■ **Do this**
Count the lines below that contain the word "hinge". Reply with the number only.

(Excerpts of pointing data)
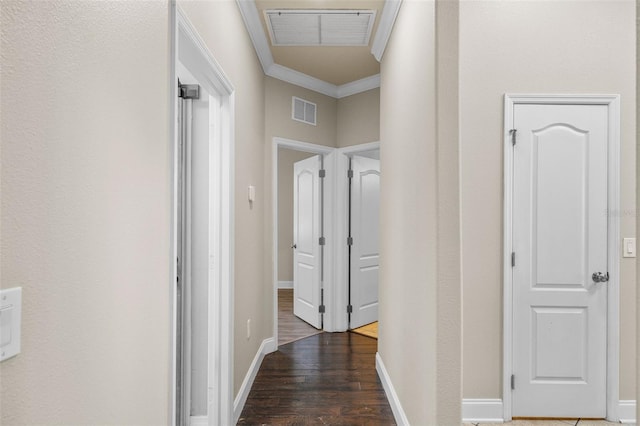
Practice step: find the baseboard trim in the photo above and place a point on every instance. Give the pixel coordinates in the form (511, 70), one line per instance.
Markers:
(199, 421)
(491, 411)
(482, 410)
(266, 347)
(285, 284)
(627, 411)
(389, 390)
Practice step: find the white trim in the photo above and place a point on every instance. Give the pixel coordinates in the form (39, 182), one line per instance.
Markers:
(385, 27)
(266, 347)
(329, 250)
(199, 421)
(613, 320)
(627, 411)
(285, 284)
(398, 412)
(190, 50)
(482, 411)
(253, 23)
(358, 86)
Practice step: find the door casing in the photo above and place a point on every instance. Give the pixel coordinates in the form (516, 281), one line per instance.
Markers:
(188, 49)
(613, 225)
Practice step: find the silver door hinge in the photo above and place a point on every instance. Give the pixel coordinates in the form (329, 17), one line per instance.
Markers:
(188, 91)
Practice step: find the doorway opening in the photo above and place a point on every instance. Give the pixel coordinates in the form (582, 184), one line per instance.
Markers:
(202, 243)
(334, 294)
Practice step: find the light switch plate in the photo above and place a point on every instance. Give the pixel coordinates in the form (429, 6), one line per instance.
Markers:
(628, 247)
(10, 319)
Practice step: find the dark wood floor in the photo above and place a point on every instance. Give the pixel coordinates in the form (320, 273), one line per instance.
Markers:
(326, 379)
(290, 327)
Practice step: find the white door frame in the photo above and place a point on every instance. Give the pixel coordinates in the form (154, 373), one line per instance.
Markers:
(613, 286)
(328, 218)
(188, 49)
(342, 228)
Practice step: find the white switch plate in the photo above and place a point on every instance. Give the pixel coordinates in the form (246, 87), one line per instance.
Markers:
(628, 247)
(10, 318)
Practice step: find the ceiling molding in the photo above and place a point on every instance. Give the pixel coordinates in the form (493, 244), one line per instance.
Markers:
(253, 23)
(358, 86)
(387, 19)
(303, 80)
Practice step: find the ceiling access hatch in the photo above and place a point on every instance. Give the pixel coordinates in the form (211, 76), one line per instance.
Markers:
(329, 27)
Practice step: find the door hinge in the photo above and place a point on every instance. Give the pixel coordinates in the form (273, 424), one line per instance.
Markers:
(189, 91)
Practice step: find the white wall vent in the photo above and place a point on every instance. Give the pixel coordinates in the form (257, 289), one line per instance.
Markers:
(304, 111)
(328, 27)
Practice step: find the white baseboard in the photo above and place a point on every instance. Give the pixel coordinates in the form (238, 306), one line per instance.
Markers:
(396, 407)
(482, 411)
(199, 421)
(285, 284)
(491, 411)
(627, 411)
(266, 347)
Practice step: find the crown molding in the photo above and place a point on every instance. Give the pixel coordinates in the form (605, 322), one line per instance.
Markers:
(387, 19)
(358, 86)
(252, 22)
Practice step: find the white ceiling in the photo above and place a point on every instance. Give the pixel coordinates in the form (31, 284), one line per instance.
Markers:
(336, 71)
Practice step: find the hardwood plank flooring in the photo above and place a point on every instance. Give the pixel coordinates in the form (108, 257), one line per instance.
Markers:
(290, 327)
(325, 379)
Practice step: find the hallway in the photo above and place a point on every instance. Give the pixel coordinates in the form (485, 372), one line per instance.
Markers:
(329, 378)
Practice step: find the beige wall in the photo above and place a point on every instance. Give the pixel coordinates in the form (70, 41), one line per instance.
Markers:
(585, 47)
(220, 25)
(419, 218)
(286, 159)
(86, 211)
(358, 119)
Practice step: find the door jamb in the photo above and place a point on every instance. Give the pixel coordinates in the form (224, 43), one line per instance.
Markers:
(189, 49)
(613, 292)
(328, 212)
(342, 227)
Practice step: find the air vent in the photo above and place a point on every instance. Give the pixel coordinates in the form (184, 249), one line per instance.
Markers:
(330, 27)
(304, 111)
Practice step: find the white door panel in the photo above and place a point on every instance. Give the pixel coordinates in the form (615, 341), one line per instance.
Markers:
(365, 256)
(559, 240)
(307, 259)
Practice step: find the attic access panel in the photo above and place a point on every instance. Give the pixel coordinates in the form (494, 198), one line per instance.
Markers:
(330, 27)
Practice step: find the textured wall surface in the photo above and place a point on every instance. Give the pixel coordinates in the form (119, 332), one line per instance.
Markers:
(85, 202)
(419, 187)
(586, 47)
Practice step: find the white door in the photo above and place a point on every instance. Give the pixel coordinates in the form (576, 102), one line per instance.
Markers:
(307, 253)
(559, 241)
(365, 256)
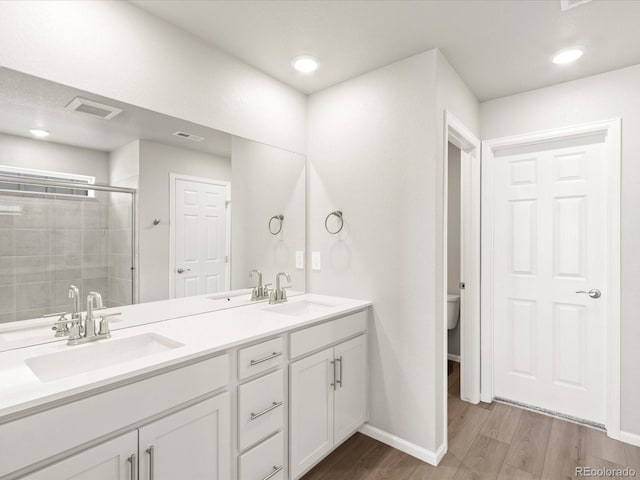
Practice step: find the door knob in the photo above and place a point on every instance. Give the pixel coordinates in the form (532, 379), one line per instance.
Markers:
(593, 293)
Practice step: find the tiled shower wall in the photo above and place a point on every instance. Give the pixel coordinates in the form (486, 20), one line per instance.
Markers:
(54, 242)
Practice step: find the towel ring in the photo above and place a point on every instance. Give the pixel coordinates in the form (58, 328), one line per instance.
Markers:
(338, 215)
(274, 230)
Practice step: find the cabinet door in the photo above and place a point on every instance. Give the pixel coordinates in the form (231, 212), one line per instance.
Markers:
(193, 443)
(350, 398)
(112, 460)
(311, 410)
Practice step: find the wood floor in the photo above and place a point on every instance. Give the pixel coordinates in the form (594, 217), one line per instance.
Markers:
(493, 441)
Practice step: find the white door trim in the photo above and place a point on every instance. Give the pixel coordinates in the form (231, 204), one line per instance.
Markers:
(172, 225)
(611, 130)
(460, 136)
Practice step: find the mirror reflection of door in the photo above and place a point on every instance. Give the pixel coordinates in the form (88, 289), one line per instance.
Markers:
(200, 243)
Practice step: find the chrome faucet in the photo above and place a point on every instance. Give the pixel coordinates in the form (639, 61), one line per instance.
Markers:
(84, 331)
(259, 292)
(74, 294)
(79, 329)
(94, 301)
(279, 294)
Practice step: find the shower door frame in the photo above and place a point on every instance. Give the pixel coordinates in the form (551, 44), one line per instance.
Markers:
(102, 188)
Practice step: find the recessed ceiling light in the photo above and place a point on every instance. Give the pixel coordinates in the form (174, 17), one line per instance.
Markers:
(38, 132)
(567, 55)
(305, 63)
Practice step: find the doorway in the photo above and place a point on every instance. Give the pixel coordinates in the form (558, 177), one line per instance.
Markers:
(199, 236)
(550, 298)
(461, 258)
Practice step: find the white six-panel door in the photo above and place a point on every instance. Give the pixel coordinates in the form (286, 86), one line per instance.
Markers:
(550, 225)
(200, 238)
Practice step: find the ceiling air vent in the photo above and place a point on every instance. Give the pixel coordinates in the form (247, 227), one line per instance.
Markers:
(95, 109)
(188, 136)
(569, 4)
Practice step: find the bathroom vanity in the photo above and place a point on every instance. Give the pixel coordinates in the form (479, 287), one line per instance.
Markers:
(254, 392)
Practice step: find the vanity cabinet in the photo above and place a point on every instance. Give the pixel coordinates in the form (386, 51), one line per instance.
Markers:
(193, 443)
(112, 460)
(328, 401)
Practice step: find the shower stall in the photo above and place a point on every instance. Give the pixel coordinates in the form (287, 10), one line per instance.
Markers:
(55, 233)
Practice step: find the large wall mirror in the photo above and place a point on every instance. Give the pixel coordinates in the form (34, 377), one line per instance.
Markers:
(182, 211)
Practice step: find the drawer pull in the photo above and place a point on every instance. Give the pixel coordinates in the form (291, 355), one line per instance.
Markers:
(133, 460)
(265, 359)
(152, 462)
(275, 471)
(266, 410)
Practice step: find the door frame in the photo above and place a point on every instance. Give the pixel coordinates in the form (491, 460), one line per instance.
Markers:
(173, 177)
(611, 130)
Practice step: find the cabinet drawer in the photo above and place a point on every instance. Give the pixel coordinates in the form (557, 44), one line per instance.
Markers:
(314, 338)
(261, 408)
(264, 460)
(259, 358)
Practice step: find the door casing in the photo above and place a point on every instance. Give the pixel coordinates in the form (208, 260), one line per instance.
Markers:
(611, 131)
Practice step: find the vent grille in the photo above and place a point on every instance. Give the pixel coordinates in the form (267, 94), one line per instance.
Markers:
(188, 136)
(95, 109)
(42, 182)
(569, 4)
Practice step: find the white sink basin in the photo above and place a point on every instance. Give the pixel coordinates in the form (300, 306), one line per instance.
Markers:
(101, 354)
(303, 307)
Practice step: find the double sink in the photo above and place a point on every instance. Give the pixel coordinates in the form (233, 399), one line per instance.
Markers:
(110, 352)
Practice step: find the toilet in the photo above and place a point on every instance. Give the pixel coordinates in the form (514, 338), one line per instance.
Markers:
(453, 310)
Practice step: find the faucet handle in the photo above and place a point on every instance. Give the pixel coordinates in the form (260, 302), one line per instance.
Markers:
(60, 326)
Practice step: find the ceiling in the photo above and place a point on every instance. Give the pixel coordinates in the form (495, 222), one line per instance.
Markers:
(499, 47)
(30, 102)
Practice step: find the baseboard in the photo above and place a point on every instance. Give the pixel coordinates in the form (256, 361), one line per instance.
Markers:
(632, 438)
(409, 448)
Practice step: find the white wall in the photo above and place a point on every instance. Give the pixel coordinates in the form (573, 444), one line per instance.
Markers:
(372, 154)
(42, 155)
(157, 161)
(114, 49)
(453, 237)
(267, 181)
(600, 97)
(453, 96)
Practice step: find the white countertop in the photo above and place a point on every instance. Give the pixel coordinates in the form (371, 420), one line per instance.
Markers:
(202, 334)
(37, 331)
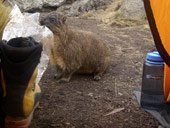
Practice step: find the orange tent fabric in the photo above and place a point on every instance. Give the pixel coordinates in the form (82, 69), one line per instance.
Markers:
(158, 13)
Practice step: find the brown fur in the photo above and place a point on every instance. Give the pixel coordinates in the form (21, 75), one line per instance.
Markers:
(75, 50)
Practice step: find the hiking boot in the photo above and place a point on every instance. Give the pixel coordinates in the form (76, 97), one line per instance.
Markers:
(19, 60)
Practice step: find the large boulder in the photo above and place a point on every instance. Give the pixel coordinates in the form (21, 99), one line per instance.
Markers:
(53, 3)
(28, 5)
(132, 8)
(31, 5)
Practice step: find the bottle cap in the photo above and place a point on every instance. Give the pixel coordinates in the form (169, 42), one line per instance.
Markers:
(154, 58)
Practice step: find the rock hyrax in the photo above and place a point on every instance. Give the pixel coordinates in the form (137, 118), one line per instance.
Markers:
(75, 50)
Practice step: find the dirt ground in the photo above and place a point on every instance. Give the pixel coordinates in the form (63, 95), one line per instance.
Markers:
(84, 103)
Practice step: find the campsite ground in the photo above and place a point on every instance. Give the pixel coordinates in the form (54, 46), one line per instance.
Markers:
(84, 103)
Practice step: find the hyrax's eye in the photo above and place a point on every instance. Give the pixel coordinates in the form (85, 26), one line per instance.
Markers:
(52, 20)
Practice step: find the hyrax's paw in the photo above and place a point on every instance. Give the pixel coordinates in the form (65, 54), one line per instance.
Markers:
(57, 77)
(63, 81)
(97, 78)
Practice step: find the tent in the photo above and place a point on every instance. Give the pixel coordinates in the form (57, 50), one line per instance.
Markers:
(158, 14)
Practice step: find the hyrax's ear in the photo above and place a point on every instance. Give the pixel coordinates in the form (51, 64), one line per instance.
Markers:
(64, 18)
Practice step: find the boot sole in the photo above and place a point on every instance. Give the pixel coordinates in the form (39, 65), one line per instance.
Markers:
(23, 123)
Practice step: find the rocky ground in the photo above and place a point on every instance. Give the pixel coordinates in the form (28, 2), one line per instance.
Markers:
(84, 103)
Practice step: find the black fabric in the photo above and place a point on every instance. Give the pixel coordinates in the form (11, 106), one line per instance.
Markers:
(18, 65)
(163, 116)
(2, 114)
(155, 33)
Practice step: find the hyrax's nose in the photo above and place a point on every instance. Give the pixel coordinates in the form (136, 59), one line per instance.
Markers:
(42, 22)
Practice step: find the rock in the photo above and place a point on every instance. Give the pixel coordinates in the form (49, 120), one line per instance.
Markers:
(28, 5)
(132, 8)
(53, 3)
(81, 6)
(31, 5)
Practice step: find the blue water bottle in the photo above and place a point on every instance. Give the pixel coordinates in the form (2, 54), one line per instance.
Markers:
(152, 94)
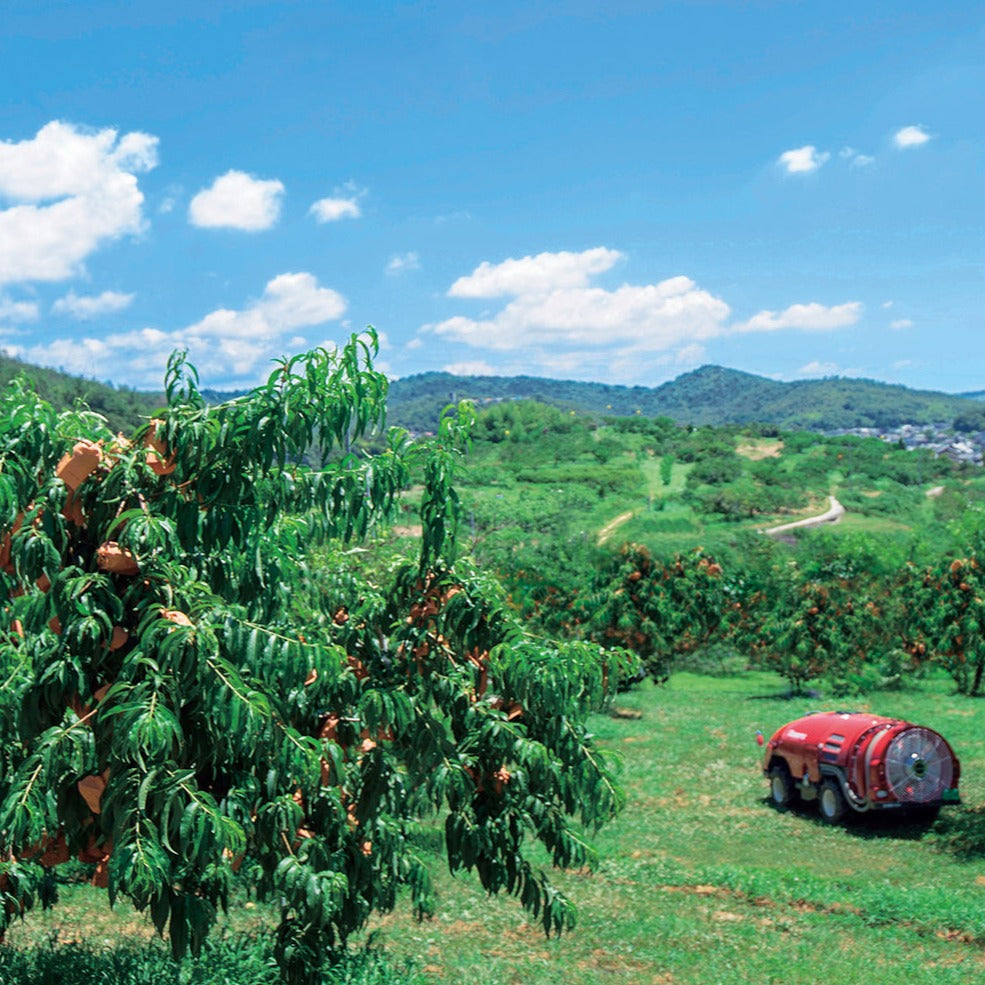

■ **The output**
2